• _Brief 1_: Quote the part of the Syria news excerpt between "Syria, which has" and "get the weapons.", inclusive.

• _Selection_:

--*--

Syria, which has not signed a treaty banning chemical arms, says it would never use such weapons against its own people and accuses the West of stoking such fears to justify intervention.
The Marrakech text made no commitment to arm the insurgents, and France said it was not ready to supply weapons.
"For now we have decided not to move on this," French Foreign Minister Laurent Fabius told reporters in Morocco. "We shall see in the coming months."
A Western diplomat at the meeting said Western powers did not rule out arming rebel units in the future, but want assurances about who would get the weapons.
"No option is ruled out. But there are big issues about the legality of intervening in a civil war. Any support to any group depends on the command control and the discipline on the ground," the diplomat said on condition of anonymity.
The Syrian state news agency SANA said Obama's recognition of the political opposition, which coincided with Washington's classification of Jabhat al-Nusra as a terrorist organisation, "proves American hypocrisy".
Russia also criticised the U.S. recognition, saying it ran counter to an agreement to seek political transition. Foreign Minister Sergei Lavrov said that it appeared the United States was betting on "armed victory" of Assad's opponents.
The rise of Jabhat al-Nusra to prominence has clearly alarmed the United States, which is worried about Assad being replaced by radicals linked to al Qaeda.
Jabhat al-Nusra recruits Islamist fighters from around the Muslim world. Its precise numbers are not clear but its Syrian and foreign guerrillas are powerful in the northern Syrian cities of Aleppo and Idlib. They have used suicide attacks to target checkpoints and now take the lead in attacks on army bases in northern Syria.
Alkhatib, the opposition coalition leader, said Washington should reconsider its designation of the group as terrorists.
"The decision to consider a party that is fighting the regime as a terrorist party needs to be reviewed," he said.

--*--

• _Input for this task_:
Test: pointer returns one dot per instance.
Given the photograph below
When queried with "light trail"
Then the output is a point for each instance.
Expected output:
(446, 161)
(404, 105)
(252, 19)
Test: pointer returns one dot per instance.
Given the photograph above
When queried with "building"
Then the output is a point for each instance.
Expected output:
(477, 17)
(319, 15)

--*--

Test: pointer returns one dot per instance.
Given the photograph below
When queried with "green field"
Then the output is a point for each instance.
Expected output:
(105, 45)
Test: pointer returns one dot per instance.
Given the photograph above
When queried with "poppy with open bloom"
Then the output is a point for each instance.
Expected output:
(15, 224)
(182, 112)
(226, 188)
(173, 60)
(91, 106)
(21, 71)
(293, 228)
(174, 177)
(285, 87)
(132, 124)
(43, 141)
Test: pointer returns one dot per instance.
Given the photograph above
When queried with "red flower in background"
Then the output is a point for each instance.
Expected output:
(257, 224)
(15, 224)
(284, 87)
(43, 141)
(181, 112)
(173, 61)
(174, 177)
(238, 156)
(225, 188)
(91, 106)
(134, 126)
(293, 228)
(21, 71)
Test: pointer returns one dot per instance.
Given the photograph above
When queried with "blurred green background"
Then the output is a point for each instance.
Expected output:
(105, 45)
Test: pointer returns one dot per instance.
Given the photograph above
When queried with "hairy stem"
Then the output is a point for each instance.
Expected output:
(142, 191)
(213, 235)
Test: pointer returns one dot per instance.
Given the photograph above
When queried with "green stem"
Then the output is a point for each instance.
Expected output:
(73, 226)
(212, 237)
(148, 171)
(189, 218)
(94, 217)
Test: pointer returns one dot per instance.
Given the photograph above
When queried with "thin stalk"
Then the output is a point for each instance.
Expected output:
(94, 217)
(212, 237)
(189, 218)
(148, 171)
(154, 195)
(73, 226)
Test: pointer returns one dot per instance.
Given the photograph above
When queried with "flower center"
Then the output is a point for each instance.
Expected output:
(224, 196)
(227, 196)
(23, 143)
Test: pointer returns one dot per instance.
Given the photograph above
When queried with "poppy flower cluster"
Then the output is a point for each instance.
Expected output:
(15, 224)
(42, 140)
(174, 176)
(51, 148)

--*--

• _Brief 2_: From the rows above, extract every line that contains the string "stem".

• _Correct answer 1_:
Syria, which has not signed a treaty banning chemical arms, says it would never use such weapons against its own people and accuses the West of stoking such fears to justify intervention.
The Marrakech text made no commitment to arm the insurgents, and France said it was not ready to supply weapons.
"For now we have decided not to move on this," French Foreign Minister Laurent Fabius told reporters in Morocco. "We shall see in the coming months."
A Western diplomat at the meeting said Western powers did not rule out arming rebel units in the future, but want assurances about who would get the weapons.

• _Correct answer 2_:
When queried with "hairy stem"
When queried with "green stem"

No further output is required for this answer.